■ Source document:

----------

LOS ANGELES (CBLA) – After weeks of negotiations, the second largest school district in the nation and its teachers reached a tentative deal on how to proceed with distance learning amid the coronavirus pandemic.
The Los Angeles Unified School District and the United Teachers Los Angeles bargaining team reached the agreement late Sunday night after a marathon weekend negotiation session, UTLA reported on social media.
In the proposed deal, students will virtually attend school from 9 a.m. to 2:15 p.m. and will have three to four hours of live interaction with their teachers daily in groups and independently. LAUSD Superintendent Austin Beutner said the proposal allows for more structures and standards, while also increasing interaction between students and teachers. He also said more support would be offered in person and online.
The deal is pending a vote from the approximately 30,000 UTLA teachers, as well as the LAUSD Board of Education.
A parents group issued a statement late Monday afternoon about the proposal, saying that it falls short of the district’s responsibility to educate all students.

----------

■ Problem requirements:
Edit the Los Angeles school deal report from "The Los Angeles" up to and including "educate all students.", changing "late Sunday night" to "early Monday morning". The listing after this comes from a different source and is unrelated to the Los Angeles school deal report.

■ Raw data:
----------

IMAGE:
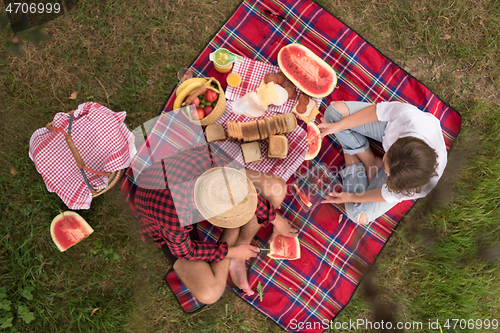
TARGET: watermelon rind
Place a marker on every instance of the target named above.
(84, 227)
(328, 87)
(276, 256)
(312, 154)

----------

■ Your response:
The Los Angeles Unified School District and the United Teachers Los Angeles bargaining team reached the agreement early Monday morning after a marathon weekend negotiation session, UTLA reported on social media.
In the proposed deal, students will virtually attend school from 9 a.m. to 2:15 p.m. and will have three to four hours of live interaction with their teachers daily in groups and independently. LAUSD Superintendent Austin Beutner said the proposal allows for more structures and standards, while also increasing interaction between students and teachers. He also said more support would be offered in person and online.
The deal is pending a vote from the approximately 30,000 UTLA teachers, as well as the LAUSD Board of Education.
A parents group issued a statement late Monday afternoon about the proposal, saying that it falls short of the district’s responsibility to educate all students.